── SOURCE DATA ──

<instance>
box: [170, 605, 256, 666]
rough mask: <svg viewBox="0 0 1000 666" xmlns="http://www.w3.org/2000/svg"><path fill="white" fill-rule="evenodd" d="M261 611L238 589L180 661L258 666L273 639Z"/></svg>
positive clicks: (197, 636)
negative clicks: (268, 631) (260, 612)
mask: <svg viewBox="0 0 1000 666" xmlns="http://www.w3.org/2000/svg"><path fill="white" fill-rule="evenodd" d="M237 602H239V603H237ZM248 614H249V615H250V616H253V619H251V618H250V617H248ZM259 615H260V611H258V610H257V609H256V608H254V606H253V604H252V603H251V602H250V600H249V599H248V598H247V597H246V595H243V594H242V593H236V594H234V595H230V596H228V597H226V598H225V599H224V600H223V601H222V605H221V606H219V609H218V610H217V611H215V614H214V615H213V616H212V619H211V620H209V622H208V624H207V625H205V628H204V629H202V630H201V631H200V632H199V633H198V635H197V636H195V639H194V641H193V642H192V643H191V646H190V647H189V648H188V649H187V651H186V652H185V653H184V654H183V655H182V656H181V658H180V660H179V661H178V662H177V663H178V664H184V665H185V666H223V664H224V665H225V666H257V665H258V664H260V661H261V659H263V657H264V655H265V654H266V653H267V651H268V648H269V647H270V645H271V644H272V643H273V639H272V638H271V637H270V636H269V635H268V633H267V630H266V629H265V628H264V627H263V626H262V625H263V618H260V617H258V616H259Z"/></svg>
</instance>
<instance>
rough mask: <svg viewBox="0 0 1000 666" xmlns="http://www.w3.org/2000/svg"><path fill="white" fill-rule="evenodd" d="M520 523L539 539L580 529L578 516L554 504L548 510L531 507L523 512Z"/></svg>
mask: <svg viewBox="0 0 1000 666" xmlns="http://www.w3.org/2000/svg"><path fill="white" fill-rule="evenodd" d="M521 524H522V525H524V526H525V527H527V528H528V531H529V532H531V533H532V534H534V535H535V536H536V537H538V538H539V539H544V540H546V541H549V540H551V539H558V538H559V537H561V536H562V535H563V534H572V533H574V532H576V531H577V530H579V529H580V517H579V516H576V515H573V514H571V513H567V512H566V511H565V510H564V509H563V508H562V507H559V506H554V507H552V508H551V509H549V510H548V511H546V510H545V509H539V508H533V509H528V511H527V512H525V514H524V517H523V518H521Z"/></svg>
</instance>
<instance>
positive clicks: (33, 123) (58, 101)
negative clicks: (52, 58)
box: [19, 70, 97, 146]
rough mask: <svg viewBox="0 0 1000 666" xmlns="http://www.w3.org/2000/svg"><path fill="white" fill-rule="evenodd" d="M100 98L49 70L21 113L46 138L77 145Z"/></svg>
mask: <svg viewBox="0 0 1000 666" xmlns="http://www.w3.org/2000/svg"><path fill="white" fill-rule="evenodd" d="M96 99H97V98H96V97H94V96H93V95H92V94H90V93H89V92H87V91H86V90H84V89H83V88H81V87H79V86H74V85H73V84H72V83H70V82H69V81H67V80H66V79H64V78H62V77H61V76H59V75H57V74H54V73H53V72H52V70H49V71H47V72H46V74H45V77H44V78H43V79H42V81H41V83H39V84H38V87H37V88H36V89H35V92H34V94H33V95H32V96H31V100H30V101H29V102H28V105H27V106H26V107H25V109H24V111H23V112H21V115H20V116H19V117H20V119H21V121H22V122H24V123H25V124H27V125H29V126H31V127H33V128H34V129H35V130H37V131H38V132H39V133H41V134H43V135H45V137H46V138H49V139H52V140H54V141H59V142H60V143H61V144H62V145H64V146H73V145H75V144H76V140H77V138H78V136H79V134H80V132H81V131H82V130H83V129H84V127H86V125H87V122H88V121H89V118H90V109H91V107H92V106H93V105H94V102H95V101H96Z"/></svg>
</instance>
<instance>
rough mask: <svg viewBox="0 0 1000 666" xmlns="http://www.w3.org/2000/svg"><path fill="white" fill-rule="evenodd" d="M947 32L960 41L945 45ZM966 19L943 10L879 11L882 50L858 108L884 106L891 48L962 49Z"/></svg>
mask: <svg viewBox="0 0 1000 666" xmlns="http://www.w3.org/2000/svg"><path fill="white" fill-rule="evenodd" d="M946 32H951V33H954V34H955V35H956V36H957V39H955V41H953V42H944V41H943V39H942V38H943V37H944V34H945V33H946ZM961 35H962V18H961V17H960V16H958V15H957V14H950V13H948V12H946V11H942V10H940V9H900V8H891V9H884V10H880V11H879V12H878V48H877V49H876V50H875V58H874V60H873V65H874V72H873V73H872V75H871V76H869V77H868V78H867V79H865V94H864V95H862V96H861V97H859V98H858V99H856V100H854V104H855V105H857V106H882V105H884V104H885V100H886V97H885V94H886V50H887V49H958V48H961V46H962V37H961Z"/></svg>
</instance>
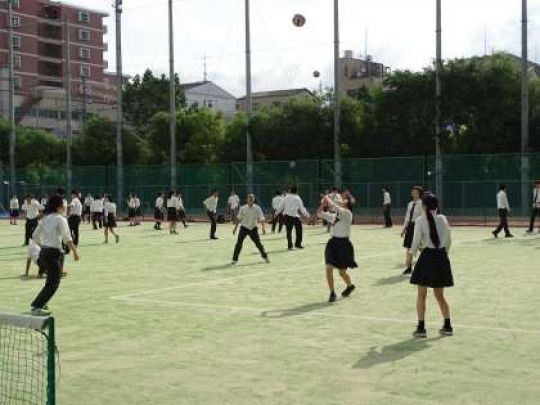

───

* WRITTEN TASK
How many lines of the data above contain the string "rough"? Case counts. Reply with only the number.

* EXERCISE SOLUTION
4